*AIM OF THE EXERCISE:* Reproduce every item below exactly as it appears, leaving out the pictures.

*TASK INPUTS:*

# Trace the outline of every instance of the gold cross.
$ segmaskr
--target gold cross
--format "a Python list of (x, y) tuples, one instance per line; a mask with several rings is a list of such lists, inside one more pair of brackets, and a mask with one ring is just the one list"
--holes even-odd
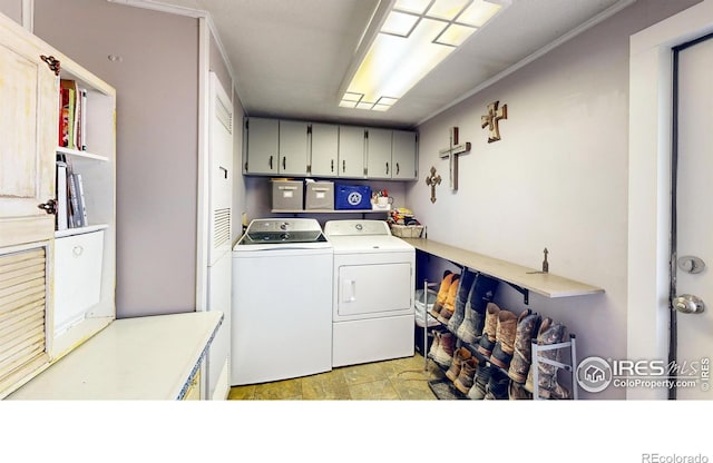
[(430, 177), (426, 177), (426, 185), (431, 187), (431, 203), (436, 203), (436, 185), (441, 184), (441, 176), (436, 175), (436, 167), (431, 166)]
[(447, 149), (438, 151), (441, 159), (448, 158), (448, 177), (450, 179), (450, 189), (458, 189), (458, 156), (470, 151), (470, 142), (458, 144), (458, 127), (450, 129), (450, 146)]
[(500, 139), (500, 127), (498, 122), (500, 119), (508, 118), (508, 106), (502, 105), (502, 108), (498, 109), (500, 101), (491, 102), (488, 105), (488, 115), (480, 116), (480, 128), (488, 127), (488, 142), (498, 141)]

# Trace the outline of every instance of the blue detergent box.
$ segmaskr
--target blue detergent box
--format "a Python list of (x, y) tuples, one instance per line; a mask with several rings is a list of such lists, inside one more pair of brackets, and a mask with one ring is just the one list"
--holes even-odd
[(334, 186), (335, 209), (371, 209), (371, 187), (363, 185)]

*ANSWER TO THE TASK:*
# Trace the outline of every instance of the gold cross.
$ segmaskr
--target gold cross
--format "a Python list of (x, y) tuples, one instance per line; a mask with several rings is a list of such lists, inside one more pair of brackets, and a mask with one ring is just the one list"
--holes even-odd
[(430, 177), (426, 177), (426, 185), (431, 187), (431, 203), (436, 203), (436, 185), (441, 184), (441, 176), (436, 175), (436, 167), (431, 166)]
[(447, 149), (438, 151), (441, 159), (448, 158), (448, 177), (450, 179), (450, 189), (458, 189), (458, 156), (470, 151), (470, 142), (458, 144), (458, 127), (450, 129), (450, 146)]
[(500, 139), (500, 127), (498, 122), (500, 119), (508, 118), (508, 106), (502, 105), (502, 108), (498, 109), (500, 101), (491, 102), (488, 105), (488, 115), (480, 116), (480, 128), (488, 127), (488, 142), (498, 141)]

# Trace the outline of every instance of the blue detergent box.
$ segmaskr
--target blue detergent box
--format "a Python list of (x, y) tuples, one instance per line; a mask with several rings is a list of such lists, inside one more pair of brackets, and a mask with one ring is just the one list"
--holes even-odd
[(334, 186), (335, 209), (371, 209), (371, 187), (363, 185)]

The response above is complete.